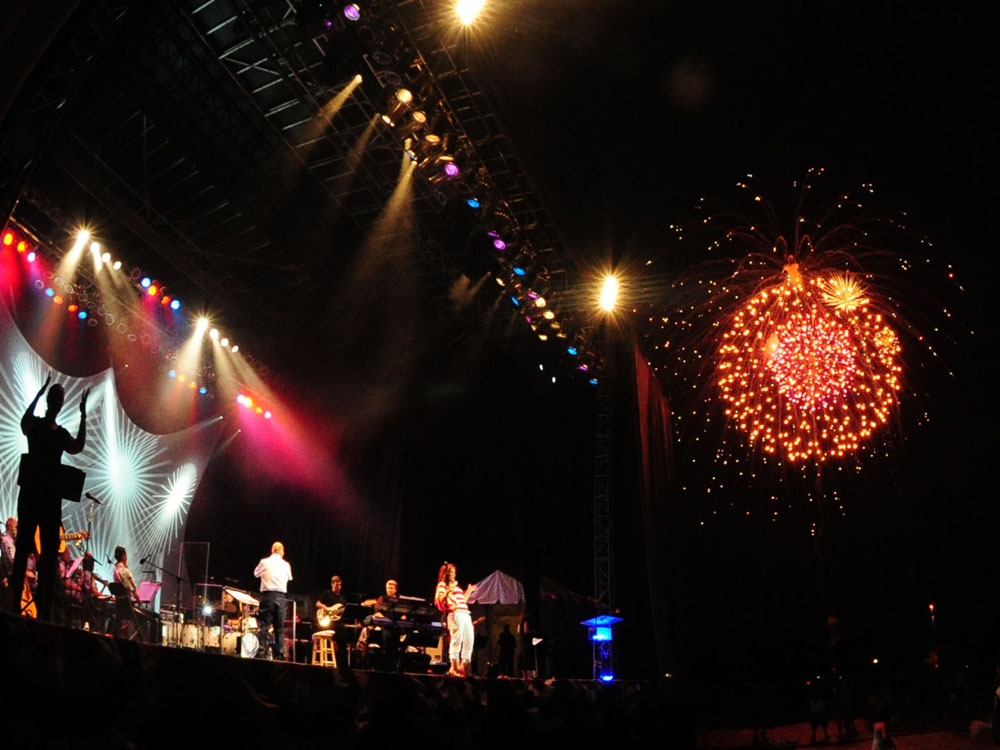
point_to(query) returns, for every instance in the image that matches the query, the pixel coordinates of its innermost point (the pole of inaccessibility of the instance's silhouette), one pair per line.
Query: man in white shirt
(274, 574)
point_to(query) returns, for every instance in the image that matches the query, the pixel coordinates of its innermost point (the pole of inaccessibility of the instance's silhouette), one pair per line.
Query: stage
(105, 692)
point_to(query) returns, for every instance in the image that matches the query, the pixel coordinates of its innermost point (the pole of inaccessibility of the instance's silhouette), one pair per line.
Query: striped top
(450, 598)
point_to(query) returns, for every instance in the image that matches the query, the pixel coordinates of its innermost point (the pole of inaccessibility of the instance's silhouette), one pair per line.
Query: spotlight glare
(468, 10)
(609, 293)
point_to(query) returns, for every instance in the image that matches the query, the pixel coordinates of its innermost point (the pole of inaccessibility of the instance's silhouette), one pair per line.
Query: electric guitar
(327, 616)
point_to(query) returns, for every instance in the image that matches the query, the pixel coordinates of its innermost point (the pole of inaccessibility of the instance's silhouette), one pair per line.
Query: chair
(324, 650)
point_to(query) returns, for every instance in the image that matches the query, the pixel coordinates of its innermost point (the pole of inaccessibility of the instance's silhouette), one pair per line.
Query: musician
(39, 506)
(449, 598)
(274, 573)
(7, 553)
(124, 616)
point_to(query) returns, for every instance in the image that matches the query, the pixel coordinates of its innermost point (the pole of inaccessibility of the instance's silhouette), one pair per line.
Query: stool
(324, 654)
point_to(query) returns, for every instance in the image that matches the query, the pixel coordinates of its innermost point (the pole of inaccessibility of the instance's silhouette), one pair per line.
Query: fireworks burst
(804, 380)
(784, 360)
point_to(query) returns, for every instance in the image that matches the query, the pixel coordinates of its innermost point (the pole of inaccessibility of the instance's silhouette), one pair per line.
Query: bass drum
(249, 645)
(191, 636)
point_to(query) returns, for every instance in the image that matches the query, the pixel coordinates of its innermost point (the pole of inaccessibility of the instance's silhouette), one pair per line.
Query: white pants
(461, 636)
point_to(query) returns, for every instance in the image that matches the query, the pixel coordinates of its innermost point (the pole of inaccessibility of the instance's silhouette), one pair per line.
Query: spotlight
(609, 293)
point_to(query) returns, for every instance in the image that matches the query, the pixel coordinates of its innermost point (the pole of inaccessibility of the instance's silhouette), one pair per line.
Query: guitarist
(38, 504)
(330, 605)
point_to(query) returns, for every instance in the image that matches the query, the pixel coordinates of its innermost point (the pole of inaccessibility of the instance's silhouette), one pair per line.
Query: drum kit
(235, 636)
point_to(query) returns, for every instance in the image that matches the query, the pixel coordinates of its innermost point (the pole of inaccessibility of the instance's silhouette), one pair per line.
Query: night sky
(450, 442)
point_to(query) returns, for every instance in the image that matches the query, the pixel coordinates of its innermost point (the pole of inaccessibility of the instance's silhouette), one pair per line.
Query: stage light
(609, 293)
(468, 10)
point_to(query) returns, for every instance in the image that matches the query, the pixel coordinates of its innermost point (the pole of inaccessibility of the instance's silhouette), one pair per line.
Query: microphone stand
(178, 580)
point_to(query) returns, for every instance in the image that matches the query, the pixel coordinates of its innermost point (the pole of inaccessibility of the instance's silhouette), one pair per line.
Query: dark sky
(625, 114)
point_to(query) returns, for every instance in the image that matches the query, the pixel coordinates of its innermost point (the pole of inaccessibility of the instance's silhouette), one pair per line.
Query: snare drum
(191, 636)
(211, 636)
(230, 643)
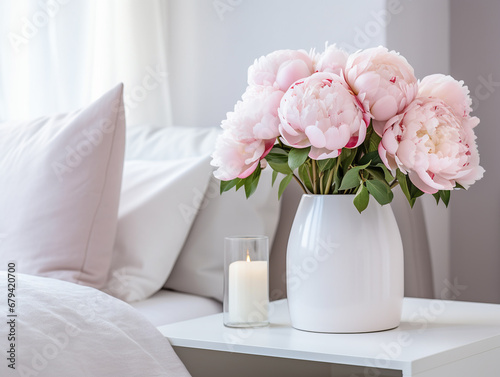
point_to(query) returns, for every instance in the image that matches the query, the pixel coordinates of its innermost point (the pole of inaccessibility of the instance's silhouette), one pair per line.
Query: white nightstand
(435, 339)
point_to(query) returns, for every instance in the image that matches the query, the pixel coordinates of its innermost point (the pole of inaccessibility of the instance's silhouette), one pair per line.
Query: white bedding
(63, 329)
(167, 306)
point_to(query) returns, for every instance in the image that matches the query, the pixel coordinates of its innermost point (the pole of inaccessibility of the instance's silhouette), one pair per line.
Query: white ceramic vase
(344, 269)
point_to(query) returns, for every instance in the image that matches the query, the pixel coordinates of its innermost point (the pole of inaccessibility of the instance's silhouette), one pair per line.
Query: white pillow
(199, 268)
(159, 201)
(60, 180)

* _SET TASK_
Repeat all of the entries word for word, but omit the pictures.

* _RESULT FOR THIS TASK_
point_to(query) returns, for every instance in the image that matches the query, the pixel coordinates of its innermost point (the pole of inaccessibility of the instance's silhouette), one pair per line.
Query: man in white shirt
(274, 574)
point_to(query) returns, for every instance in the image that matches the query, the pixel coordinates of its innermost point (the pole of inaccessibility of the instance's silhouette), one pair per line.
Query: stage
(105, 692)
point_to(query) returns, for every instance in the image that matches the query, the pixel coordinates of its innermost point (the pole of inaccessibility of the instance's silhouette), one pair per line.
Query: striped top
(450, 598)
point_to(query) returns, for every instance in the image that matches the query, the pixel coordinates of its innermost point (the pole of inaccessibility of the instance's silhouette), one pair per line.
Query: spotlight glare
(468, 10)
(609, 293)
point_to(query) returns, for every instance in the image that matches the query, the pixel coordinates of its innermost point (the pole of inaccessibility of the instance's silhouette), one pair per line.
Query: electric guitar
(327, 616)
point_to(query) returns, for every instance in the image that matches the query, the pixel coordinates of its innermost point (the pole of inaccessibility of the instance's silhouette), one pair per line.
Query: chair
(324, 650)
point_to(query) returns, for every instance in the image that matches the query, the pixel coordinates of its innermost point (the pole of inaccessibility of the instance's silhouette), one pair per line.
Query: musician
(39, 506)
(449, 598)
(274, 573)
(7, 553)
(124, 616)
point_to(query) returns, for every instance in the image that matches the query, the pixel coordinates of its innermost point (the pole of inaccessibility of the instance's silhouette), one pair per line.
Query: stool
(324, 654)
point_to(query) returns, for every instance in the image that matches the query, the pixel coordinates of its innermost point (the pole of inaccessibility of the instance's silhouette), one pair per line.
Query: fireworks burst
(804, 380)
(784, 360)
point_to(query) returns, for every instance in the image that matches the query, the pixel coordinates of its innermost point (the pole of inaccessibility of the instance's silhouette), one pair per line.
Query: bass drum
(249, 645)
(191, 636)
point_to(query) returns, for every instance in the image that matches the query, the pixel coordinates of its innermost point (the pole of inaccessibility of the instance's silhouette), one pair per line.
Query: white pants
(461, 636)
point_to(query) returns, for every instance in the image that matches the query, the pixel coordinates of its innermost point (the pole of inaccessibility of the instance's silhouette), one pair per line.
Query: spotlight
(609, 293)
point_to(query) returns, for every instance in the image that matches the query, the pixel coordinates of its innermost point (the pole of inaccessibility of the instance's silhouette), one pair per line.
Query: guitarist
(38, 504)
(330, 605)
point_to(query) returns, for every instance in the image that matches the query, the pixel coordinates of its innermost point (the pole of inaccessibility of the instance's silhouette), one pair per line.
Query: drum kit
(235, 636)
point_to(query) returns, for every instance in the image that matches the query, the pixel coordinates of its innermost point (the pole of inaccessibility of the instance's silhouette), one pair per line.
Query: night sky
(450, 442)
point_to(query) returns, for every instance in the image that matches the query, the pixel coordinates of its innermost point (the pole of inaccessibility of the instance's silhouette), one pair per line.
Query: stage light
(609, 293)
(468, 10)
point_to(query) returns, for every instance in the image that matches the query, the pixel coordinates of its innermost point (the pole of inaccessibility of the instance's silhouette), one pair per line.
Query: microphone stand
(178, 580)
point_to(query) returns, for every instance in the image that matches the query, the pixel coordinates of its innermost point (the pole of inaccessibility of the instance's silhouette), one pair per line.
Query: dark sky
(625, 114)
point_to(query) returns, for every instance in the image that matches the query, the pixel coordinates of its innermost point (the pole of inaccessibility of the instance's silhouette), one pair per line.
Query: snare drum
(191, 636)
(211, 636)
(230, 643)
point_to(query) returns, for every instance in the image that matches the query, the pixel coordinates of its innermost point (the pole of inaccessibility of the instance's silhouette), one pair per line.
Query: white nightstand
(435, 339)
point_to(query) returns, for every instance in the image that matches the query, the pixel coordinates of its innermost point (the pole of inaccessibility of the instance's silhouette), one pair per line.
Query: white bedding
(63, 329)
(167, 306)
point_to(query) returns, for every instance in the image that matches the query, the pixel coordinates of its innermost point (the pole of inaccessibility of the instance's silhouette), one pair per line.
Query: white ceramic vase
(344, 269)
point_to(query) returns, for every instance in the image that matches the query, the pixel coordinates of its innermost point (the pole of inaccessibility of the instance's silhouette), one pair per line.
Query: white pillow
(199, 268)
(159, 201)
(60, 180)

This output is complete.